> Problem set:
a: Write out the passage on National Marriage Week between "I agree with" and "adversarial conflict skills.", inclusive, with no changes.
b: Pick up the passage on National Marriage Week after its final sentence and write what comes next.

> Document section:
----------------------------------------
This week is National Marriage week.

As the website http://www.nationalmarriageweekusa.org says: “February 7th to 14th every year is a collaborative effort to encourage many diverse groups to strengthen individual marriages, reduce the divorce rate, and build a stronger marriage culture, which in turn helps curtail poverty and benefits children. Together we can make more impact than working alone.”

I agree with those who say that a committed partner relationship is one of the goals for human beings, if not THE top goal. We all want someone to understand us, care about us and share in our life plans. But how do we make this work in today’s society, which seems to undermine working together and reinforce individualism? I believe the key is in finding the balance of being of being an individual AND a couple – for the unique two of you. It isn’t about one “right” answer for everyone or every couple. Here are several skills that I believe help find this balance:


1. Understand the difference between relationship conflict skills and adversarial conflict skills.
----------------------------------------
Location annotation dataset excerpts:
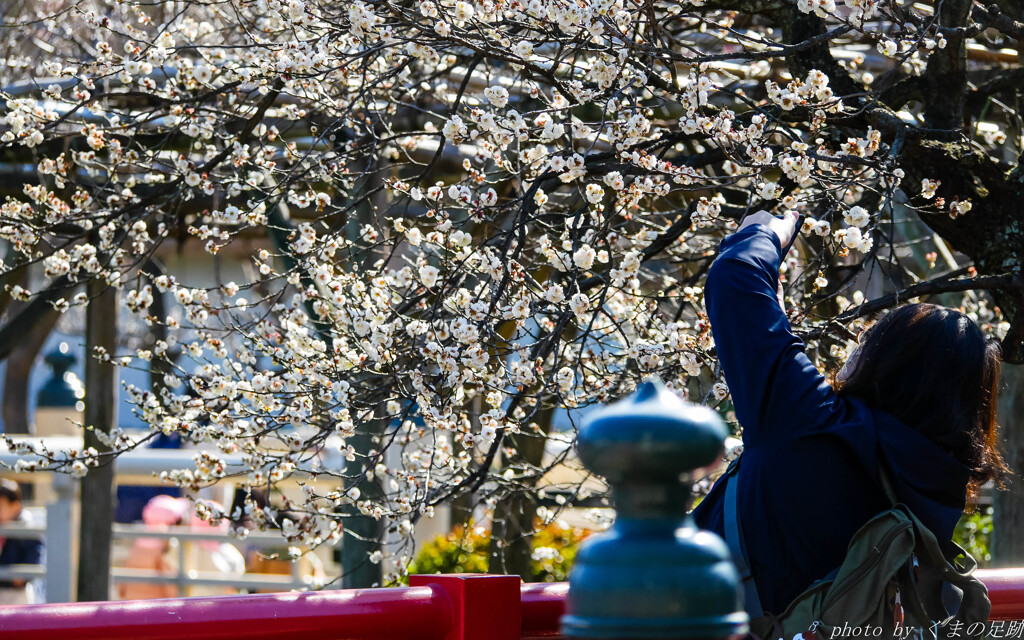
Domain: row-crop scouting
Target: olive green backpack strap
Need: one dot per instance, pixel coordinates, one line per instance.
(962, 596)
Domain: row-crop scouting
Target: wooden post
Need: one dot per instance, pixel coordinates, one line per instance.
(100, 413)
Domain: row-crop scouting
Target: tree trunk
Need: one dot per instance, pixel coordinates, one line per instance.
(100, 414)
(512, 536)
(18, 372)
(512, 529)
(1008, 512)
(364, 535)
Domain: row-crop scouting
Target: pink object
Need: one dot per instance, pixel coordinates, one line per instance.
(165, 510)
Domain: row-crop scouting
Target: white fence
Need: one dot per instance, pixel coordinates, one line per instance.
(142, 466)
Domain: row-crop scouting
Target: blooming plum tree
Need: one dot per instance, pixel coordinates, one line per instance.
(470, 214)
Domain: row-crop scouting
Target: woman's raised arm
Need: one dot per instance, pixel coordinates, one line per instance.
(777, 391)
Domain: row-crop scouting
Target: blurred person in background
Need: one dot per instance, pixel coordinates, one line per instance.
(16, 551)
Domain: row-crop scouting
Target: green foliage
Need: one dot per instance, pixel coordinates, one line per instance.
(465, 551)
(974, 532)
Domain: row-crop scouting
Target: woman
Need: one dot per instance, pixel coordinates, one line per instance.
(920, 392)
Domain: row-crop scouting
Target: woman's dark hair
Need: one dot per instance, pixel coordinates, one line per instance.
(931, 368)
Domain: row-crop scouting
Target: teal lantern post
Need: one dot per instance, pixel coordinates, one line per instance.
(56, 391)
(653, 573)
(58, 401)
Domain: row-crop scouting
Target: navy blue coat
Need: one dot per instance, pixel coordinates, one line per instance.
(809, 477)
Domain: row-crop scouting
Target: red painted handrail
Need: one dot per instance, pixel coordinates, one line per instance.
(1006, 590)
(543, 605)
(436, 607)
(402, 613)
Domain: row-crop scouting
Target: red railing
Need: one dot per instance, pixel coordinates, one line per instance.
(435, 607)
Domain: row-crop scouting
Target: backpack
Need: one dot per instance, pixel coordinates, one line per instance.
(894, 583)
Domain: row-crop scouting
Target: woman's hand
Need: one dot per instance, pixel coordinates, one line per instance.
(784, 227)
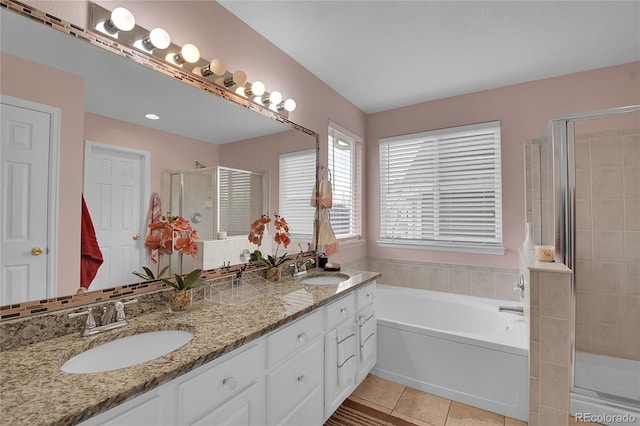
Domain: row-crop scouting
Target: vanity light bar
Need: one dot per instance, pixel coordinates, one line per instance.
(120, 24)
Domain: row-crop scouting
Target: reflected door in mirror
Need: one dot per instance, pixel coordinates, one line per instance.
(24, 170)
(114, 189)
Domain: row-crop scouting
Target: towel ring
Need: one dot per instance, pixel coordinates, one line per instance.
(322, 169)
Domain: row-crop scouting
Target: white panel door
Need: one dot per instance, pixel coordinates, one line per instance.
(24, 158)
(114, 182)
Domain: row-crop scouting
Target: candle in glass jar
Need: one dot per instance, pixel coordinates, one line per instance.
(545, 253)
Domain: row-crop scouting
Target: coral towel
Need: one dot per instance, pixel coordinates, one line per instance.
(90, 254)
(155, 214)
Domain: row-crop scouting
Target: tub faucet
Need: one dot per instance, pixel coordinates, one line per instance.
(512, 309)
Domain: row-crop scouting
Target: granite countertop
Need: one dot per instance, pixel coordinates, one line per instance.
(35, 392)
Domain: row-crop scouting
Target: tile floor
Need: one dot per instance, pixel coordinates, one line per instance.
(425, 409)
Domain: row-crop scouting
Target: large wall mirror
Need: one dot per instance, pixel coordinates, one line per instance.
(99, 99)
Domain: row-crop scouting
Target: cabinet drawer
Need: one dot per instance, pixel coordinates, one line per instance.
(293, 337)
(209, 388)
(290, 383)
(340, 310)
(366, 295)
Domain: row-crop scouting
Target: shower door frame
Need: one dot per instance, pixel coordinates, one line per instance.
(563, 141)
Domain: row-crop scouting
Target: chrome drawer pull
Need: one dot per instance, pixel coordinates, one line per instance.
(303, 380)
(230, 383)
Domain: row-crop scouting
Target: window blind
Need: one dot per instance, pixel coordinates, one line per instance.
(345, 164)
(297, 180)
(235, 203)
(442, 189)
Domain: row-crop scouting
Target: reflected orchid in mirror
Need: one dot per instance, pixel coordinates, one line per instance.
(175, 233)
(281, 236)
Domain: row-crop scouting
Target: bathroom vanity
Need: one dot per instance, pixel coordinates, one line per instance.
(271, 360)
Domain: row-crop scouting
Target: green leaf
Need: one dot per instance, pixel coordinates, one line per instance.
(163, 271)
(192, 280)
(180, 282)
(170, 283)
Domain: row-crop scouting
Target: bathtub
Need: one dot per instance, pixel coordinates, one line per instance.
(454, 346)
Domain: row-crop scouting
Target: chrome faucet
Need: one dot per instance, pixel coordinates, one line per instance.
(300, 268)
(517, 310)
(107, 321)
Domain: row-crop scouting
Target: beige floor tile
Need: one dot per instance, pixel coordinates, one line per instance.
(370, 404)
(379, 391)
(423, 406)
(416, 422)
(465, 415)
(508, 421)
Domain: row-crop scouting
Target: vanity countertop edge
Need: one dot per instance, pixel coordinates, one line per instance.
(35, 392)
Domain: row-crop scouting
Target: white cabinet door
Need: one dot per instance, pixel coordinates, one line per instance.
(201, 391)
(309, 412)
(337, 388)
(293, 380)
(245, 409)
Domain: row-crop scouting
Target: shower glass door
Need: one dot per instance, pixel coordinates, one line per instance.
(606, 169)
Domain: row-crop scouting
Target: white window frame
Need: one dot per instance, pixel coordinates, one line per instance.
(346, 180)
(295, 191)
(442, 190)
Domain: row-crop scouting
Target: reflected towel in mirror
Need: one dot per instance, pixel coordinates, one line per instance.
(155, 213)
(90, 253)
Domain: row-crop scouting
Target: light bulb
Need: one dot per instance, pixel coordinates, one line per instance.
(239, 78)
(257, 89)
(274, 98)
(159, 38)
(290, 105)
(121, 20)
(216, 66)
(188, 53)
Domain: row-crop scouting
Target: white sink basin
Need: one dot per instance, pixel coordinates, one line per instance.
(326, 279)
(126, 351)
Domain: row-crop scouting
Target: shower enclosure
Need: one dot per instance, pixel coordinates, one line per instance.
(585, 201)
(216, 200)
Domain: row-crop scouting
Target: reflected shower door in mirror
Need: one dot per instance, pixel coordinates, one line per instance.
(220, 203)
(103, 97)
(607, 258)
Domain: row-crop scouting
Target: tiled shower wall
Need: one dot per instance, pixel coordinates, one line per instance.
(480, 281)
(608, 243)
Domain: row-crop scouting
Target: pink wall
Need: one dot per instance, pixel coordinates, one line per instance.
(524, 111)
(168, 150)
(23, 79)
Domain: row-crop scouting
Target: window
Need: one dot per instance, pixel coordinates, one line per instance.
(297, 179)
(442, 189)
(241, 199)
(345, 167)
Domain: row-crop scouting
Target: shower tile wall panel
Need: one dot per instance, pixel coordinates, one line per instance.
(549, 347)
(494, 283)
(608, 243)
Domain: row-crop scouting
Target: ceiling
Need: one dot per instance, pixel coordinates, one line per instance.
(382, 55)
(122, 89)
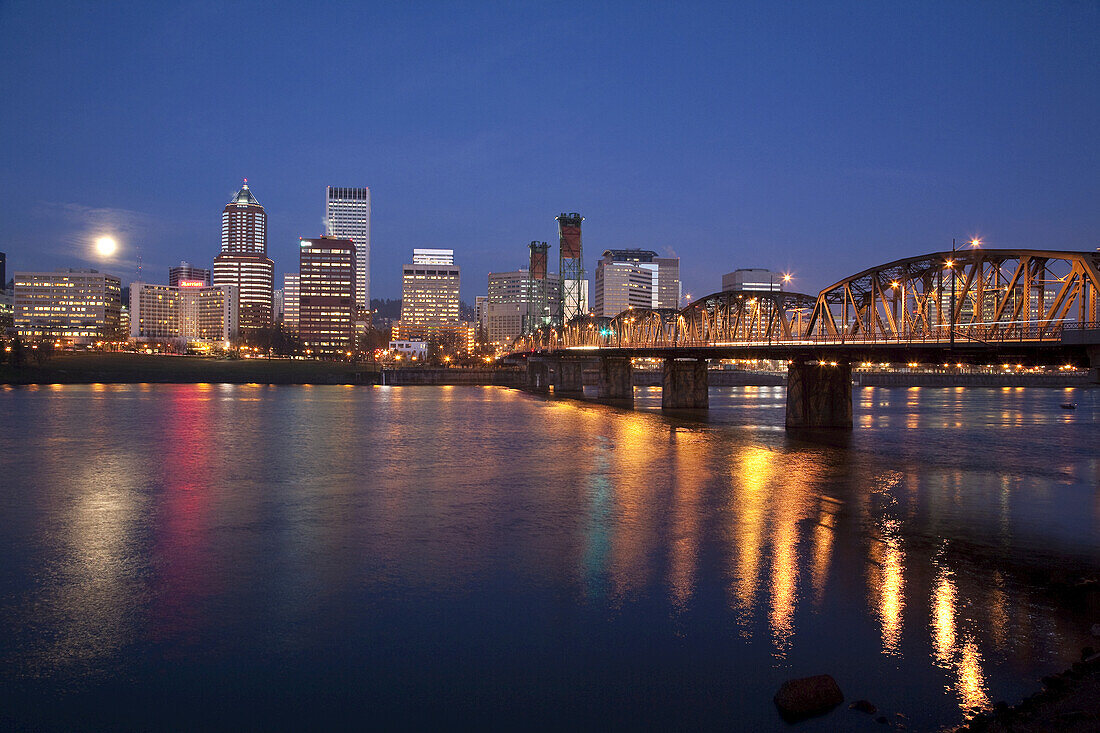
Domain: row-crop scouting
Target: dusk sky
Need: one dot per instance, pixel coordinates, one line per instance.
(813, 138)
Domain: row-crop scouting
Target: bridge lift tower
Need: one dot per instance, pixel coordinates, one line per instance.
(574, 293)
(538, 306)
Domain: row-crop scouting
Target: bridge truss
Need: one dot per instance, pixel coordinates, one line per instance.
(977, 296)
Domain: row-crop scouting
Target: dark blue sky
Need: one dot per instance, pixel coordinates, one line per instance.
(815, 138)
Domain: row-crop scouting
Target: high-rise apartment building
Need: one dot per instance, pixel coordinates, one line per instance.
(751, 279)
(7, 312)
(327, 295)
(80, 306)
(244, 225)
(290, 303)
(190, 312)
(348, 216)
(187, 272)
(243, 261)
(514, 303)
(635, 279)
(429, 296)
(481, 315)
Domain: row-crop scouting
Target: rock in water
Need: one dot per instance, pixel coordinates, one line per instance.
(807, 697)
(864, 706)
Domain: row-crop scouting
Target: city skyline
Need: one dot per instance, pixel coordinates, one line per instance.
(889, 132)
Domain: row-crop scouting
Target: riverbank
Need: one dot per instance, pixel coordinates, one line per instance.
(88, 368)
(135, 368)
(1068, 702)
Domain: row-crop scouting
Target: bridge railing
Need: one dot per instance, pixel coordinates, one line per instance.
(990, 335)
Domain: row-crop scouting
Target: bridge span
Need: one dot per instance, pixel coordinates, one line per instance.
(970, 306)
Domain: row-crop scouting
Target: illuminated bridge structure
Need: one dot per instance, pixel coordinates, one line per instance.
(968, 306)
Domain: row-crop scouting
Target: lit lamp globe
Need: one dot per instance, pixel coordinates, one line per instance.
(106, 245)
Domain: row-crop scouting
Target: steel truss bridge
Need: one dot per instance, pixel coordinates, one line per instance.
(974, 301)
(1031, 306)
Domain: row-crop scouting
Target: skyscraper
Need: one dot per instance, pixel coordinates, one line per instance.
(635, 279)
(244, 225)
(327, 298)
(516, 303)
(429, 296)
(186, 271)
(348, 216)
(243, 261)
(290, 303)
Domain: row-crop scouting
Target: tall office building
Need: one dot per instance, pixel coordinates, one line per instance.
(751, 279)
(481, 312)
(515, 303)
(348, 216)
(77, 305)
(429, 297)
(290, 303)
(327, 295)
(190, 312)
(635, 279)
(185, 271)
(243, 261)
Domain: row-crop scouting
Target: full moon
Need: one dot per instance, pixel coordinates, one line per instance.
(106, 245)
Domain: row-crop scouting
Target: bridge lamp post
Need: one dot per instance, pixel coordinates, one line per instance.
(975, 242)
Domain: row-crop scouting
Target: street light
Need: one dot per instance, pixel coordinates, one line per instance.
(975, 242)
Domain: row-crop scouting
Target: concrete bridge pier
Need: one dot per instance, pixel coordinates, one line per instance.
(684, 384)
(570, 378)
(818, 395)
(538, 375)
(616, 379)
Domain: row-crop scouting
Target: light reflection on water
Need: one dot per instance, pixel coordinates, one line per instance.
(363, 547)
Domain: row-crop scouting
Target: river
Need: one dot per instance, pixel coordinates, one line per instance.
(220, 557)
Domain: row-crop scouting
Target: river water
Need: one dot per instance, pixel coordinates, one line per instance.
(221, 557)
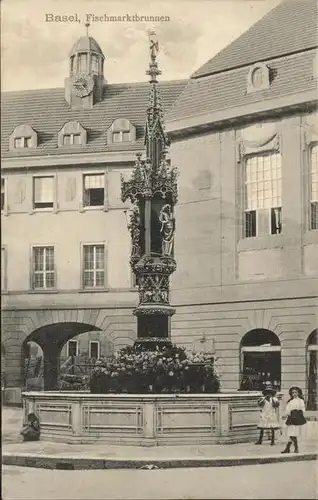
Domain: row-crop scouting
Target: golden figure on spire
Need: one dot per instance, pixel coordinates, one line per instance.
(153, 70)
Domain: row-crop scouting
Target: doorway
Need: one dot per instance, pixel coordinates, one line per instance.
(260, 360)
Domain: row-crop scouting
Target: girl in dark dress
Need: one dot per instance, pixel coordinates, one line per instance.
(31, 431)
(294, 413)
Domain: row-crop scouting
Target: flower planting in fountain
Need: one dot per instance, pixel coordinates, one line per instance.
(168, 370)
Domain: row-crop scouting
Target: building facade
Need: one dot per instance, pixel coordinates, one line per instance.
(244, 136)
(244, 132)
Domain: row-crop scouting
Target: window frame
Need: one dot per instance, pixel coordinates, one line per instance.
(312, 145)
(71, 135)
(259, 211)
(26, 133)
(68, 347)
(27, 142)
(32, 267)
(4, 209)
(4, 262)
(54, 203)
(103, 287)
(98, 349)
(94, 207)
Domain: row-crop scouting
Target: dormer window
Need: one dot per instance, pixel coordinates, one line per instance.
(121, 136)
(82, 63)
(258, 78)
(22, 137)
(72, 134)
(72, 139)
(95, 64)
(22, 142)
(121, 130)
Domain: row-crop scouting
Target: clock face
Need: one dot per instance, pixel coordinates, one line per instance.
(83, 85)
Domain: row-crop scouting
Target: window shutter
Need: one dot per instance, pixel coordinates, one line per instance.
(43, 189)
(262, 222)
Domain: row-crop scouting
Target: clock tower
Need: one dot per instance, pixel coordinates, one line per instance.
(85, 83)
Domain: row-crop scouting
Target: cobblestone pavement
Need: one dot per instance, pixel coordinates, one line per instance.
(273, 481)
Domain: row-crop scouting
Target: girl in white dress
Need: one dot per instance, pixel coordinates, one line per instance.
(269, 414)
(294, 413)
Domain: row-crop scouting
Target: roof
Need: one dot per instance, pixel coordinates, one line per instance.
(290, 27)
(222, 91)
(46, 111)
(86, 44)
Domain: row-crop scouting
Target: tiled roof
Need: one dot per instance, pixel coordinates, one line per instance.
(46, 111)
(226, 90)
(288, 28)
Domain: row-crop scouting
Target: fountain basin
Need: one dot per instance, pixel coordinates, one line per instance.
(144, 419)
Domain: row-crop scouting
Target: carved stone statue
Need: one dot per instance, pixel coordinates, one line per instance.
(134, 228)
(167, 229)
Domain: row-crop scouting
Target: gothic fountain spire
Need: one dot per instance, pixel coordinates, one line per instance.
(152, 190)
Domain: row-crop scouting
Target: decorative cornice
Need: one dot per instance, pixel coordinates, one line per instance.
(243, 150)
(264, 108)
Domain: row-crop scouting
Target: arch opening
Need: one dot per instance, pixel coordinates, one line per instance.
(41, 354)
(312, 364)
(260, 360)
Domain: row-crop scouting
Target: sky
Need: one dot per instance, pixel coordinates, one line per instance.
(35, 52)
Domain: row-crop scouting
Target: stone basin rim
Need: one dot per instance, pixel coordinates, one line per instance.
(84, 394)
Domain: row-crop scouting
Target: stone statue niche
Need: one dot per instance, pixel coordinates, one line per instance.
(162, 228)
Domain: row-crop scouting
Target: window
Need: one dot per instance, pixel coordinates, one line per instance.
(93, 195)
(72, 139)
(72, 64)
(94, 266)
(43, 268)
(94, 349)
(121, 136)
(121, 130)
(94, 63)
(72, 134)
(22, 142)
(263, 176)
(43, 192)
(82, 63)
(3, 192)
(314, 188)
(23, 136)
(72, 348)
(3, 268)
(258, 78)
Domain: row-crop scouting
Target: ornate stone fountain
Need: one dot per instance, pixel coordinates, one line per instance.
(152, 191)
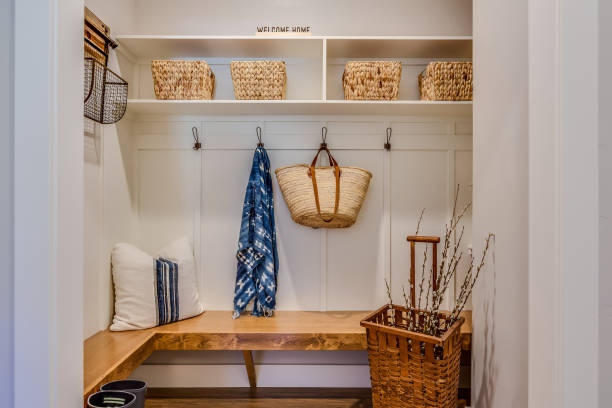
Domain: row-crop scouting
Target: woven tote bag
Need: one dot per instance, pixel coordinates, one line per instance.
(323, 197)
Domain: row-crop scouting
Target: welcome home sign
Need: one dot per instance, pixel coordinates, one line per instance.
(283, 30)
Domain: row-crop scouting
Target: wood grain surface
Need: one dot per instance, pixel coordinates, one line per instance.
(110, 356)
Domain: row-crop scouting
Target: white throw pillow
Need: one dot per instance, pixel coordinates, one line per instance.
(136, 289)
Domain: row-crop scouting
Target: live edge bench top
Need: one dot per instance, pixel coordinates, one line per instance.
(110, 355)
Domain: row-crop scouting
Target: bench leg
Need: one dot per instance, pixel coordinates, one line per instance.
(250, 366)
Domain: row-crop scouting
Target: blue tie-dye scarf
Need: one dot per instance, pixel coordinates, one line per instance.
(257, 256)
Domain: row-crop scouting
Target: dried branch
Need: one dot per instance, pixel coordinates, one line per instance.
(459, 306)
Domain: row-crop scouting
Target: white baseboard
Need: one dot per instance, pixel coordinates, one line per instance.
(268, 375)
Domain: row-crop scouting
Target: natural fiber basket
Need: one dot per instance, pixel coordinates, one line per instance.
(323, 197)
(410, 369)
(371, 80)
(264, 80)
(182, 79)
(446, 81)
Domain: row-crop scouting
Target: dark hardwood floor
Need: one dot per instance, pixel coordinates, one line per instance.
(261, 397)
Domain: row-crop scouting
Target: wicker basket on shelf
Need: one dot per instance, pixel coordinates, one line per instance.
(410, 369)
(259, 80)
(182, 79)
(446, 81)
(371, 80)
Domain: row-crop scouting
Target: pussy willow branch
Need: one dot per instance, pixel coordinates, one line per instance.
(465, 295)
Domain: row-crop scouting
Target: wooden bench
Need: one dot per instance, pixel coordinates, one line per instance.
(110, 356)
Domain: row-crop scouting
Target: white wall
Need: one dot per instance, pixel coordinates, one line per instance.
(6, 201)
(605, 203)
(337, 17)
(108, 201)
(319, 269)
(500, 310)
(48, 206)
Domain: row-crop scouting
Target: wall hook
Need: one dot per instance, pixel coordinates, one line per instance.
(388, 144)
(196, 138)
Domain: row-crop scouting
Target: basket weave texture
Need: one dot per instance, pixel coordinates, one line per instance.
(410, 369)
(259, 80)
(182, 79)
(446, 81)
(371, 80)
(297, 190)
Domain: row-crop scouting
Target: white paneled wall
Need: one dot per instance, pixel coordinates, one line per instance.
(180, 191)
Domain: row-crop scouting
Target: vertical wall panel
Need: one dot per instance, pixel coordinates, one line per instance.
(419, 179)
(168, 183)
(200, 194)
(355, 255)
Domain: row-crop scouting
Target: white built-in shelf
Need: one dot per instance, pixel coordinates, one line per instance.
(314, 72)
(299, 107)
(169, 46)
(459, 47)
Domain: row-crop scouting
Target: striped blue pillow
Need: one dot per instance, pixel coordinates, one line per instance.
(166, 289)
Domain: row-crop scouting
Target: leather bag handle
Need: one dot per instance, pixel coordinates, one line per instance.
(312, 175)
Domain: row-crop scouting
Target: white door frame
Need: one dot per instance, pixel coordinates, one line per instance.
(563, 203)
(48, 203)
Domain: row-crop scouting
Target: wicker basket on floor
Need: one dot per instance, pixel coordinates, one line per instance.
(371, 80)
(410, 369)
(446, 81)
(182, 79)
(259, 80)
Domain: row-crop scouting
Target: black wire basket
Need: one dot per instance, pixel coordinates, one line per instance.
(104, 92)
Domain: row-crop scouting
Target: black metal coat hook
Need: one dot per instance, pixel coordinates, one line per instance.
(388, 144)
(196, 138)
(323, 136)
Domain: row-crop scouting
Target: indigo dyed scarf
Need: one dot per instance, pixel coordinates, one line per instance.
(257, 269)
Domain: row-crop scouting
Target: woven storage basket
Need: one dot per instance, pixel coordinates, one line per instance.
(410, 369)
(182, 79)
(339, 199)
(260, 80)
(446, 81)
(371, 80)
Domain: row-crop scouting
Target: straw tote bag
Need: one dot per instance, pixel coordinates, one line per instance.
(323, 197)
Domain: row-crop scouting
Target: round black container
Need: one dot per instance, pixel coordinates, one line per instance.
----------------------------------------
> Answers below:
a:
I agree with those who say that a committed partner relationship is one of the goals for human beings, if not THE top goal. We all want someone to understand us, care about us and share in our life plans. But how do we make this work in today’s society, which seems to undermine working together and reinforce individualism? I believe the key is in finding the balance of being of being an individual AND a couple – for the unique two of you. It isn’t about one “right” answer for everyone or every couple. Here are several skills that I believe help find this balance:


1. Understand the difference between relationship conflict skills and adversarial conflict skills.

b:
Relationship conflict skills operate in a moderate emotional range which relationships can handle. Relationship disputes must take into account your needs as an individual AND the needs of the other person, so that you don’t blow away the relationship foundation in an effort to assert yourself – you really can have both. Unfortunately, our current entertainment-based culture reinforces the drama of adversarial conflict skills such as “looking out for number one” and blaming the other person when things go wrong. This seems to justify regularly yelling at the other person (and hitting in about 20% of couples), making disdainful remarks, giving the silent treatment, hiding important information, bad-mouthing your partner to others, etc.

But these behaviors are adversarial methods of dealing with conflict, which fail to take the relationship into account. These are the extremes that sit-coms, movies and politics demonstrate for us every day. Relationship conflict skills include saying you’re sorry, such as with repairing statements: “I’m sorry I just said that – I really do love you and respect you.” “Let’s not go to bed angry.” “I’m going to make more of an effort to fulfil the request you just made.” Listening and empathizing with the other person’s pain, even when we are feeling our own. Taking turns, turning toward the other person when they are talking, rather than away. These are relationship conflict skills.


2. Build a bank of goodwill.

John and Julia Gottman have studied the science of what makes a good marriage work. One of their conclusions is that happy and healthy marriages have approximately a 5 to 1 ratio of positive statements and experiences to negative ones. So happy couples that bicker a lot succeed because they have five times as many positive things to say and do together. They also found that couples that never seem to argue actually have negative interactions – but also about a 5 to 1 ratio of positive to negative. Don’t hesitate to make that extra positive comment out of the blue. “Did I ever tell you how much I love it when you do ________? “You’re so good at ___________.” “Thanks for just being you!”


3. Learn about acceptance.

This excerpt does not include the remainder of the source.